Pourquoi l’Equateur, et en premier lieu son président Rafael Correa, s’implique-t-il à ce point dans ce dossier? À priori, Julian Assange n’a pas grand-chose à voir avec Rafael Correa, le président équatorien, un économiste âgé de 49 ans qui a fait ses études supérieures en Belgique et aux Etats-Unis. Entré en politique en 2005, lors de la destitution de l’ancien président Lucio Gutierrez, il devient brièvement ministre de l’Economie avant de se présenter à l’élection présidentielle sous la bannière du parti de la coalition de gauche «Alianza Pais». Il remporte les élections en novembre 2006 face au milliardaire Alvaro Noboa, un magnat de la banane.

Élu sur un programme revendiquant un «socialisme du XXIe siècle» proche de celui d’Hugo Chavez au Venezuela, il fait voter une nouvelle constitution renforçant les pouvoirs présidentiels et le contrôle du pays sur les secteurs des hydrocarbures, des mines, des télécoms et de l’eau. Le nouveau texte reconnaît aussi les droits des indigènes qui représentent le quart de la population. Sur sa lancée la même année, il déclare l’Equateur en défaut de paiement, renégocie la dette du pays et obtient une décote de 65% de sa valeur. Comme quoi le défaut de paiement et le non-paiement des dettes ne sont pas des pratiques exceptionnelles, contrairement à ce que l’on essaie de faire croire au pauvre peuple grec.

Rafael Correa est réélu en 2009 aux termes d’une élection présidentielle anticipée. Il adhère alors à l’Alliance Bolivarienne des Peuples d’Amériques (ALBA) créée en 2004 par le Venezuela et Cuba, rassemblant aussi la Bolivie, le Nicaragua, la Dominique, Antigua-et-Barbuda, St Vincent et les Grenadiness. L’ALBA a pour vocation d’affirmer la souveraineté des petits pays face aux grandes puissances et d’organiser une coopération commerciale grâce à une Banque commune et une monnaie virtuelle, le SUCRE. Au sein de l’ALBA et dans les échanges internationaux, la force de l’Equateur réside dans ses exportations de pétrole: la production de 500.000 barils par jour représente près de la moitié des exportations du pays, 40% de ses recettes budgétaires et 15% de son PIB. Au total, la croissance de l’économie équatorienne reste forte, avec +8% en 2011.
■ ■ ■ ■ ■ ■ ■
• _TRAVAIL À FAIRE_
**1.** Reproduisez le passage sur Rafael Correa en commençant par « Élu sur un programme » et en terminant par « pauvre peuple grec. ».
**2.** D'après le passage sur Rafael Correa, combien de barils de pétrole l'Équateur produit-il par jour ?
Les lignes ci-dessous proviennent d'une autre source.

• _DONNÉES EXTRAITES_
■ ■ ■ ■ ■ ■ ■
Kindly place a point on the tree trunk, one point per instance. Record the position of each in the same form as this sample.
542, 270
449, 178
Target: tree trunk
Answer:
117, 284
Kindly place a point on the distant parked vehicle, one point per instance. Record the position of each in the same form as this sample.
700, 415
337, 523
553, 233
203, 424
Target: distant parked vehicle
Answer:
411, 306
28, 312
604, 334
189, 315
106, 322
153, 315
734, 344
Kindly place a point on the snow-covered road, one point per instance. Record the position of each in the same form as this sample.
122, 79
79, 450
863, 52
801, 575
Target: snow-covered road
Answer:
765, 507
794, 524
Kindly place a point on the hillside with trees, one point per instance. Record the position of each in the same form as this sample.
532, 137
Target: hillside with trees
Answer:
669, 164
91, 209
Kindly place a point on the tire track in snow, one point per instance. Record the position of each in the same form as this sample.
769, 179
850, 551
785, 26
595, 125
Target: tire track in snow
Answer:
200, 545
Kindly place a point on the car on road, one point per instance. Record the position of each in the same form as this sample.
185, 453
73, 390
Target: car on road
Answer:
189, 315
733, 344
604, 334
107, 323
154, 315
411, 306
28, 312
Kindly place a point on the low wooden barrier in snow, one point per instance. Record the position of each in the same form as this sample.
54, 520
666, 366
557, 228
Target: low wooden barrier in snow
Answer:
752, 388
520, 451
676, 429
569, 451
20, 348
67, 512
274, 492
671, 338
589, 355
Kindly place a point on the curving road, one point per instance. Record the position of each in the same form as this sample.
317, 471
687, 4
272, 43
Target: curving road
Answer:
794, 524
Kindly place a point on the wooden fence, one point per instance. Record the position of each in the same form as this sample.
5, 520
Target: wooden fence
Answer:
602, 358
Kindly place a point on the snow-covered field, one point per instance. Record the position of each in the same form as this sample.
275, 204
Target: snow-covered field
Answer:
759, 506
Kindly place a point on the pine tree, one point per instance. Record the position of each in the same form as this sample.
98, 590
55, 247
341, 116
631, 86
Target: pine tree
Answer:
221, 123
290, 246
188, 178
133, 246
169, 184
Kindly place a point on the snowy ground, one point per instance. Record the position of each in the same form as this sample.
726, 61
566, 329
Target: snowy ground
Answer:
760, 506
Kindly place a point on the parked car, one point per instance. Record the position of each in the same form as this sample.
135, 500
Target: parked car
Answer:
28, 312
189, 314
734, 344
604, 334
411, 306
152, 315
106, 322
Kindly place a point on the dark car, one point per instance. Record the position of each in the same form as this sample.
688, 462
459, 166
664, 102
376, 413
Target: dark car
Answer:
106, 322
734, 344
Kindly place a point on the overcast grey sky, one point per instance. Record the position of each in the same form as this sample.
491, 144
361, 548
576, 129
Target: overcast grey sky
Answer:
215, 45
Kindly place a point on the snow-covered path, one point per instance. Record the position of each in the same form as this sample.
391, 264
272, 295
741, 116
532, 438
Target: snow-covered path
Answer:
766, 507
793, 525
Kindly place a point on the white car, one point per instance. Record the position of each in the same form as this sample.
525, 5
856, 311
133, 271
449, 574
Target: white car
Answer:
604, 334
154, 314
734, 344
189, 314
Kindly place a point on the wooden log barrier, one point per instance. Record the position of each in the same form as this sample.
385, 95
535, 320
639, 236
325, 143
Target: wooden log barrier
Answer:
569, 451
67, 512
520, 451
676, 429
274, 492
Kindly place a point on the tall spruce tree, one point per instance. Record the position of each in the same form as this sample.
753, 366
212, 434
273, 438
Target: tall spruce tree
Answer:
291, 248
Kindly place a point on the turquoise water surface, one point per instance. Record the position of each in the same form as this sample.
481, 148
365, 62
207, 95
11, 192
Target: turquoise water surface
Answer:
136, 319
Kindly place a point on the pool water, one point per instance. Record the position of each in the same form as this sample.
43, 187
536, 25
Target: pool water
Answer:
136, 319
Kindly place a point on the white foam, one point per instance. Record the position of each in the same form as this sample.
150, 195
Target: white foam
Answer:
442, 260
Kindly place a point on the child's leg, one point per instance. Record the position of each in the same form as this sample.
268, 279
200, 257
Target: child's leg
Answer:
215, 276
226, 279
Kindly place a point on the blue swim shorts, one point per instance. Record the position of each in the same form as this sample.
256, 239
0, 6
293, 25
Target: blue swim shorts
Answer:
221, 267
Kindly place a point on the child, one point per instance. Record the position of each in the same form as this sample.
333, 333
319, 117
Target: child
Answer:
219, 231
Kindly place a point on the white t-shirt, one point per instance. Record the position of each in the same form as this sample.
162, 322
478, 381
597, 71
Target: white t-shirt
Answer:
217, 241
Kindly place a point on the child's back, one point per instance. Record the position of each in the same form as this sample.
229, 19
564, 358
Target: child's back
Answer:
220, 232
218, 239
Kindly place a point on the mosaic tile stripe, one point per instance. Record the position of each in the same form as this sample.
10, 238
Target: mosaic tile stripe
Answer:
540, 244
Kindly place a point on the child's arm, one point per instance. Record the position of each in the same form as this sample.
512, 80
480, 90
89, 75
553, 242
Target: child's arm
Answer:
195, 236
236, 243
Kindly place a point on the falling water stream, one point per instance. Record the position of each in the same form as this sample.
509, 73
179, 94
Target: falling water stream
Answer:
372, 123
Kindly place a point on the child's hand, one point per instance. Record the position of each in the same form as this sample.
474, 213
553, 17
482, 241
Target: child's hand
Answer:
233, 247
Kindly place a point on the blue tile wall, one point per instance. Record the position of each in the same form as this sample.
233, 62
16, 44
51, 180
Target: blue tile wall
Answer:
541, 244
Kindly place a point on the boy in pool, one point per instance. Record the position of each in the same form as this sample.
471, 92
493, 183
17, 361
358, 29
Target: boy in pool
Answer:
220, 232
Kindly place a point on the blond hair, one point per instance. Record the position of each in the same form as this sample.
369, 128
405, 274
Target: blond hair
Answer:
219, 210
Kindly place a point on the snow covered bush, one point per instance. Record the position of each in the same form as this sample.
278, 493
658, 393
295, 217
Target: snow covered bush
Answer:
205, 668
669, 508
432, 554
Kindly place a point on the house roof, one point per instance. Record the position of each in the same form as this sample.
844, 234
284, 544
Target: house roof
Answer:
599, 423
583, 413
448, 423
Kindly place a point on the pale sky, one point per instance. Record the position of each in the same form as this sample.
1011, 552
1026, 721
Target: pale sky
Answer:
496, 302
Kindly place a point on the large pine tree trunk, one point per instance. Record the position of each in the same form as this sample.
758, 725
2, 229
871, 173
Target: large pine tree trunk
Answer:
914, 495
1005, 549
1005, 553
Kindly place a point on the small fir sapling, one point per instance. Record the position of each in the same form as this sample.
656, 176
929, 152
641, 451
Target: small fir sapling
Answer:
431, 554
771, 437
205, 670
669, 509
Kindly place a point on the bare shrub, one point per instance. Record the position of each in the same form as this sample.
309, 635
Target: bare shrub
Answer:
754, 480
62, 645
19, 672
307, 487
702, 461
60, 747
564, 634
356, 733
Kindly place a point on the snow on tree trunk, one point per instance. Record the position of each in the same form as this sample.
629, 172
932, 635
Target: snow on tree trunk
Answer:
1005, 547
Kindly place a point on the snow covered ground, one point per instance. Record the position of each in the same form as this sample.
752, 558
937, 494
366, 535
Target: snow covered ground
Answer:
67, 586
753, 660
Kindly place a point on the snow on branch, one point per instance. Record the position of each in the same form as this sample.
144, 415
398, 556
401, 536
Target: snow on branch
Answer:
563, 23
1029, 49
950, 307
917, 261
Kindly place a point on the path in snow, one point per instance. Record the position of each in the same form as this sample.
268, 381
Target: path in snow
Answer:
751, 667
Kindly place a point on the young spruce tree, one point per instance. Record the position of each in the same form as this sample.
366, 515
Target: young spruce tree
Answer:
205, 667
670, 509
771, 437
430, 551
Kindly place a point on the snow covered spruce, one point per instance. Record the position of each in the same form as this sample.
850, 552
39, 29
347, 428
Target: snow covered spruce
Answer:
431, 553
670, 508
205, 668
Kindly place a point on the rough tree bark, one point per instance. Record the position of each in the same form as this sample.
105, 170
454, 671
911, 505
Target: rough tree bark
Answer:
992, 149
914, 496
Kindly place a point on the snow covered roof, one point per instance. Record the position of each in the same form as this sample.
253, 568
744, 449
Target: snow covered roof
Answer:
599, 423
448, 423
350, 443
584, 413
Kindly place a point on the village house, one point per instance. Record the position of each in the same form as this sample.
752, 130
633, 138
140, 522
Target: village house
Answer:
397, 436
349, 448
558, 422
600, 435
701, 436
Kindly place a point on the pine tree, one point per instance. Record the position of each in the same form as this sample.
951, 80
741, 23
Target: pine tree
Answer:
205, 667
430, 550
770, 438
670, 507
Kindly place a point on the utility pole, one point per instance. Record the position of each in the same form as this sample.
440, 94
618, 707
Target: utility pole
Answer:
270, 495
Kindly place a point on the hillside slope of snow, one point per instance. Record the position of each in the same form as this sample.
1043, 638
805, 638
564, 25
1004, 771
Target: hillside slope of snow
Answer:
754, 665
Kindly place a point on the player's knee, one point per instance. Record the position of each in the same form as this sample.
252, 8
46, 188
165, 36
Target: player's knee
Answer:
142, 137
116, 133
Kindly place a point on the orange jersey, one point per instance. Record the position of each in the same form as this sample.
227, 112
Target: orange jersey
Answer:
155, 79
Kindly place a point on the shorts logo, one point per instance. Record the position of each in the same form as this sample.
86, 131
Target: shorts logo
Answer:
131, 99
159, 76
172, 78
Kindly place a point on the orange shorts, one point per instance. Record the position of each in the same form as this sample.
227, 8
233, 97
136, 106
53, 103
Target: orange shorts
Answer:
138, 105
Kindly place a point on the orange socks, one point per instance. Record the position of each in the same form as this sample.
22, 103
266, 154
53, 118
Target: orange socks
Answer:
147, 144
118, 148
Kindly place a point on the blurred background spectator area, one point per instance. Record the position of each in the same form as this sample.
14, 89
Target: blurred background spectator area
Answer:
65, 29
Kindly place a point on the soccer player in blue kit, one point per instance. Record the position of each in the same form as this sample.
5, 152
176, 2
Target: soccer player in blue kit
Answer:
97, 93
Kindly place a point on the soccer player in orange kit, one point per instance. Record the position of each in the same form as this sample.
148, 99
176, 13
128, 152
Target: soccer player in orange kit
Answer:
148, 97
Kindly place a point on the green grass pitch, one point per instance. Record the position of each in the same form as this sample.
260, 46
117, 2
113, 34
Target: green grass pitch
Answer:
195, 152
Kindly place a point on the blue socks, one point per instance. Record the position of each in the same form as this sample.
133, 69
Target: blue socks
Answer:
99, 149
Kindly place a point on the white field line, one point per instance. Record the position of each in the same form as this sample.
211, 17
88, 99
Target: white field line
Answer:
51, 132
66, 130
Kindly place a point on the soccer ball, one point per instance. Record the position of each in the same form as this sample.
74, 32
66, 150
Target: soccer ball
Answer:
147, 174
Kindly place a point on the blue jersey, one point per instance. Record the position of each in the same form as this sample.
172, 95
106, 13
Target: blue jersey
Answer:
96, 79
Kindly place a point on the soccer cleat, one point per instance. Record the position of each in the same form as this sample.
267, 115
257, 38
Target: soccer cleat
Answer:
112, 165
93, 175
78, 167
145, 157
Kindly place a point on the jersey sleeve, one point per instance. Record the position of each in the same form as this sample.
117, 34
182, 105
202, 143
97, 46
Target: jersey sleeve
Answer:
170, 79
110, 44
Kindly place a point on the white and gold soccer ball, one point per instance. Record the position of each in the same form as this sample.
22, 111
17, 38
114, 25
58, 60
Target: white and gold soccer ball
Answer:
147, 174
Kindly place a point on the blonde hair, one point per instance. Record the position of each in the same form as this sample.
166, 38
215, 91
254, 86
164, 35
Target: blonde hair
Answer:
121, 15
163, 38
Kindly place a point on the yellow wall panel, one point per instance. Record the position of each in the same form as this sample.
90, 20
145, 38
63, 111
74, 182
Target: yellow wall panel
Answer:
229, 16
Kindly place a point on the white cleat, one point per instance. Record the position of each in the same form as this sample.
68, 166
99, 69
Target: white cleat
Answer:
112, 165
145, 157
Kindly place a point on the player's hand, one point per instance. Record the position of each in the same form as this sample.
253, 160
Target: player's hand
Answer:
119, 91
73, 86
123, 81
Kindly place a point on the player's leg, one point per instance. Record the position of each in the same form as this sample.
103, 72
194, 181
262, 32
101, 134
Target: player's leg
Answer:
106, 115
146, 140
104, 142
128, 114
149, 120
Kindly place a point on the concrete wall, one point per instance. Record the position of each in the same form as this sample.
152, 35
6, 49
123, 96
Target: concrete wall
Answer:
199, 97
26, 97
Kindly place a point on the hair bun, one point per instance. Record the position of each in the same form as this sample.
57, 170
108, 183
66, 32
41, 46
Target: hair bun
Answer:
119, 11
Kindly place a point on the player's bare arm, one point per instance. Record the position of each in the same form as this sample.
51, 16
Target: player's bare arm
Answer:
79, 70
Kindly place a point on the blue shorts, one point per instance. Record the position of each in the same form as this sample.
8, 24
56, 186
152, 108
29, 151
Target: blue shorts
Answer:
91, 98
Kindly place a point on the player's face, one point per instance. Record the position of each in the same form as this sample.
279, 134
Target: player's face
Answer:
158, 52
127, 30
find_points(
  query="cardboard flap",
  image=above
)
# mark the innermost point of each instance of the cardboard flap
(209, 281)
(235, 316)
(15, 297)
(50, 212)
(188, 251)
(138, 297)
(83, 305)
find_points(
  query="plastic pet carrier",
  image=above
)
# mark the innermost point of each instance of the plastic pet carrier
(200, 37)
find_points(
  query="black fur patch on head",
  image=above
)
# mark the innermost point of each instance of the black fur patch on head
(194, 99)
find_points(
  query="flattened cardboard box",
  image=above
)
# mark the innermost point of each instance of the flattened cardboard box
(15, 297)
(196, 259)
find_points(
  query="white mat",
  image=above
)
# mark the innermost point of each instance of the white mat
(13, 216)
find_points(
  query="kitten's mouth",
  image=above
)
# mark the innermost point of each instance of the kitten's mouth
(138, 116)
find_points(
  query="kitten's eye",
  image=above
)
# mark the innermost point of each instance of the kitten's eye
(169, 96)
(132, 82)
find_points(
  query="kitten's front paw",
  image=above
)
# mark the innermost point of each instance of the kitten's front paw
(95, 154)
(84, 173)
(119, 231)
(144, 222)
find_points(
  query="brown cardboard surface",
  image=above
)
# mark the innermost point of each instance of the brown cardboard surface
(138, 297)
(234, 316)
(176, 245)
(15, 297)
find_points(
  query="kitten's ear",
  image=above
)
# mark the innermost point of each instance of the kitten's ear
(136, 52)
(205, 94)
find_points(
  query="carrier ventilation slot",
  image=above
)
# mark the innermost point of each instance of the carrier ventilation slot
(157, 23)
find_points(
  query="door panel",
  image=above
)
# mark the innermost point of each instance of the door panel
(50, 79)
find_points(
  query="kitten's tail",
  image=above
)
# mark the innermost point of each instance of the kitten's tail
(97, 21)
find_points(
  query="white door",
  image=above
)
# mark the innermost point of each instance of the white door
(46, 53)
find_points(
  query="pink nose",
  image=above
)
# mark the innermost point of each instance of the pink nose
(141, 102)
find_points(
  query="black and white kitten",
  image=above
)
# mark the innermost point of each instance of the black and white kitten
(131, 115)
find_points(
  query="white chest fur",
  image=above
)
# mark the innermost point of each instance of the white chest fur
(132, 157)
■ ■ ■ ■ ■ ■ ■
• _CORRIGÉ_
**1.**
Élu sur un programme revendiquant un «socialisme du XXIe siècle» proche de celui d’Hugo Chavez au Venezuela, il fait voter une nouvelle constitution renforçant les pouvoirs présidentiels et le contrôle du pays sur les secteurs des hydrocarbures, des mines, des télécoms et de l’eau. Le nouveau texte reconnaît aussi les droits des indigènes qui représentent le quart de la population. Sur sa lancée la même année, il déclare l’Equateur en défaut de paiement, renégocie la dette du pays et obtient une décote de 65% de sa valeur. Comme quoi le défaut de paiement et le non-paiement des dettes ne sont pas des pratiques exceptionnelles, contrairement à ce que l’on essaie de faire croire au pauvre peuple grec.

**2.** 500 000 barils par jour.